:: WHAT YOU HAVE TO DO ::
Every record below should be printed exactly as given.

Data records
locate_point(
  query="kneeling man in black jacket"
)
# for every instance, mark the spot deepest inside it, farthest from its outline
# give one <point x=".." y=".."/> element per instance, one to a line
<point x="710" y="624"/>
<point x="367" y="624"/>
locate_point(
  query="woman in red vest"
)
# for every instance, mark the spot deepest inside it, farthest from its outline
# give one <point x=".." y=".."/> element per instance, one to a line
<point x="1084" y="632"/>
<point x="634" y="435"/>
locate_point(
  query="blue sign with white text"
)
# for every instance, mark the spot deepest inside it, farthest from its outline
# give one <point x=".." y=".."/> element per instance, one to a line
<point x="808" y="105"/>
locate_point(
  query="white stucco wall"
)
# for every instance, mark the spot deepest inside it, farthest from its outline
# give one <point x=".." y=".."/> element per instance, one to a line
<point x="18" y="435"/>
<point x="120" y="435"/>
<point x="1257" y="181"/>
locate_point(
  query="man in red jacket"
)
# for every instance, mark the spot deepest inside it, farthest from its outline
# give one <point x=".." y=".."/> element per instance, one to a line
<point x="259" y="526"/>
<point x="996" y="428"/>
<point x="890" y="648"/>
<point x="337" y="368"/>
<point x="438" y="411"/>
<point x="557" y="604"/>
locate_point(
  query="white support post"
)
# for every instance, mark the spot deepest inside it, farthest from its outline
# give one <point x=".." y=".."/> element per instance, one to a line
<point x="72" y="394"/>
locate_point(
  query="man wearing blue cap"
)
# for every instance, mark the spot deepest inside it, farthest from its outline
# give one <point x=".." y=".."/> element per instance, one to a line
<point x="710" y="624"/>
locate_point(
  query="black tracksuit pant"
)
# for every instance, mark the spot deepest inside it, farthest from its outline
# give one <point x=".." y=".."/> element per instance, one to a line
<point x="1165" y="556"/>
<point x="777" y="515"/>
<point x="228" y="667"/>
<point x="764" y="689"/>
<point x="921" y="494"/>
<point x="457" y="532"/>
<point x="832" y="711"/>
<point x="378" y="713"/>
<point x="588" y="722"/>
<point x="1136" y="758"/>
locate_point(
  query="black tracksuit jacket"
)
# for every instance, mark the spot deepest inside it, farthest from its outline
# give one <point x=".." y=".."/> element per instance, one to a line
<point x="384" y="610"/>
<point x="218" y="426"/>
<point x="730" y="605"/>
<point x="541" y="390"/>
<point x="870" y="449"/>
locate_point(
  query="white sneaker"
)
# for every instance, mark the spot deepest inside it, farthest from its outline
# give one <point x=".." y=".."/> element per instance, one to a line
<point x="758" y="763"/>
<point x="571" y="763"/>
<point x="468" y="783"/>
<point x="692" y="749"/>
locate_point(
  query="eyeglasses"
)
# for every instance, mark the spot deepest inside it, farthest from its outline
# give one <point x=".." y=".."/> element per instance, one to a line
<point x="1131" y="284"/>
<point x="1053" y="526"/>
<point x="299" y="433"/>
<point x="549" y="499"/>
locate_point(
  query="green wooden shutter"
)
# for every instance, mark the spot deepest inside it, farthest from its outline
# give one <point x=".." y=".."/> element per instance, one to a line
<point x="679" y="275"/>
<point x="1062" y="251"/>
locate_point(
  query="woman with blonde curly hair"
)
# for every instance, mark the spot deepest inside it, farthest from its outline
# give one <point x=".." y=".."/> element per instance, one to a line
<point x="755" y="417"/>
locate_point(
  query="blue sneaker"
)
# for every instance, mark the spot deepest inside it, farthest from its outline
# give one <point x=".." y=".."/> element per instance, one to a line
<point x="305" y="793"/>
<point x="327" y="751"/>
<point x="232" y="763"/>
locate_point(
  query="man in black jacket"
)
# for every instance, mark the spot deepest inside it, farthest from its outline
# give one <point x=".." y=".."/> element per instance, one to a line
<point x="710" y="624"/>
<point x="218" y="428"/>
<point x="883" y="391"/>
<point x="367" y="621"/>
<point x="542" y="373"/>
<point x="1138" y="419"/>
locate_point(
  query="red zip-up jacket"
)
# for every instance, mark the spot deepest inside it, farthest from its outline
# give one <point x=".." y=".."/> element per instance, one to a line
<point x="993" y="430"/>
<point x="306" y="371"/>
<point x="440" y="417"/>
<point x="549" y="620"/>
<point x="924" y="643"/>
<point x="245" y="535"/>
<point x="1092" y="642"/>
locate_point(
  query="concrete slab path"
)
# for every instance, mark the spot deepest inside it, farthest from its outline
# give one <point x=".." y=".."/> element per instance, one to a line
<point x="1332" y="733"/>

:: RESULT FOR THIS TASK ::
locate_point(
  query="kneeling man in black jacket"
)
# for every instance, mark the spot deepest inside it, farthest from its outline
# give one <point x=".." y=".."/> element per instance, one to a line
<point x="710" y="624"/>
<point x="367" y="624"/>
locate_point(
  query="woman in red vest"
)
# for every instance, mark the spot deepest inside it, farthest from its outline
# give one <point x=".." y=".."/> element per instance, one to a line
<point x="1084" y="632"/>
<point x="634" y="435"/>
locate_point(
  query="blue sign with white text"
)
# for every instance, mark the spot deepest inside it, farthest from its outline
# give one <point x=".." y=".."/> element per instance, one to a line
<point x="808" y="105"/>
locate_point(
  query="white stucco wall"
)
# for every instance, mark the spot deepest inside it, farthest from its outline
# give one <point x=".." y=".."/> element per instance, one to a line
<point x="18" y="435"/>
<point x="120" y="435"/>
<point x="1257" y="181"/>
locate_point(
  query="man in red jacket"
)
# for every instance, mark the spot deepest inside it, farthest from its outline
# give one <point x=".." y=".."/> element per instance, one to a line
<point x="259" y="526"/>
<point x="996" y="428"/>
<point x="890" y="648"/>
<point x="337" y="368"/>
<point x="438" y="411"/>
<point x="557" y="604"/>
locate_point(
  query="white support post"
)
# for every instance, mark the spot deepest inside it, farthest from its outline
# give one <point x=".." y=".."/> element per instance, one to a line
<point x="72" y="394"/>
locate_point(
  query="man wearing blue cap"
)
# for every instance, mark the spot deepest inside it, farthest from its outline
# give one <point x=".." y=".."/> element per instance, one to a line
<point x="710" y="624"/>
locate_point(
  query="black tracksuit pant"
)
# for every instance, mark the spot deepest inside it, farthest from its outline
# give one <point x=".." y=".."/> element per instance, one to a line
<point x="1165" y="556"/>
<point x="777" y="515"/>
<point x="228" y="667"/>
<point x="764" y="689"/>
<point x="921" y="494"/>
<point x="457" y="532"/>
<point x="832" y="711"/>
<point x="378" y="713"/>
<point x="588" y="722"/>
<point x="1136" y="758"/>
locate_point(
  query="black tracksuit jacket"
)
# for every instance, mark the spot deepest inside it, farthest from its outline
# give one <point x=".." y=".."/> element per instance, one to a line
<point x="384" y="610"/>
<point x="218" y="426"/>
<point x="730" y="605"/>
<point x="541" y="390"/>
<point x="870" y="449"/>
locate_point(
  query="white sneaker"
)
# for every instance, mark the spot deepest inside it, farthest from its outline
# give one <point x=".." y=".."/> element per instance, one to a line
<point x="758" y="763"/>
<point x="571" y="763"/>
<point x="468" y="783"/>
<point x="692" y="749"/>
locate_point(
  query="eyeglasses"
)
# for every instance, mark the spot deepest inside it, farthest from its outline
# give one <point x=".." y=".."/> element per instance, one to a line
<point x="1131" y="284"/>
<point x="1053" y="526"/>
<point x="299" y="433"/>
<point x="549" y="499"/>
locate_point(
  query="green wooden shutter"
)
# for every instance, mark the spot deepest inside it, farthest from its outline
# give one <point x=".." y=".."/> element per instance, one to a line
<point x="679" y="275"/>
<point x="1062" y="251"/>
locate_point(
  query="woman with blonde curly hair"
)
# for every instance, mark the spot deepest inside it, farthest from its outline
# give one <point x=".." y=".."/> element per instance, one to a line
<point x="755" y="417"/>
locate_point(
  query="blue sneaker"
)
# for every instance, mark the spot deepest inside it, farthest from its outline
# give one <point x=".." y=".."/> element per instance, one to a line
<point x="305" y="793"/>
<point x="327" y="751"/>
<point x="232" y="763"/>
locate_point(
  query="man in black jacket"
)
# for every instance, mark the spot deepest inside it, farthest from its outline
# give one <point x=".." y=".."/> element per instance, one to a line
<point x="710" y="624"/>
<point x="218" y="428"/>
<point x="883" y="391"/>
<point x="367" y="621"/>
<point x="542" y="373"/>
<point x="1138" y="419"/>
locate_point(
  query="red zip-up jacket"
)
# for every instance, mark the spot deepest inside it, farthest from its outline
# give one <point x=".." y=".."/> element per instance, one to a line
<point x="993" y="430"/>
<point x="306" y="371"/>
<point x="440" y="417"/>
<point x="549" y="620"/>
<point x="924" y="643"/>
<point x="245" y="535"/>
<point x="1092" y="642"/>
locate_point(
  query="concrete slab path"
)
# for every instance, mark the spot deepest inside it, farthest from its outline
# give one <point x=".." y=".."/> element per instance, one to a line
<point x="1332" y="733"/>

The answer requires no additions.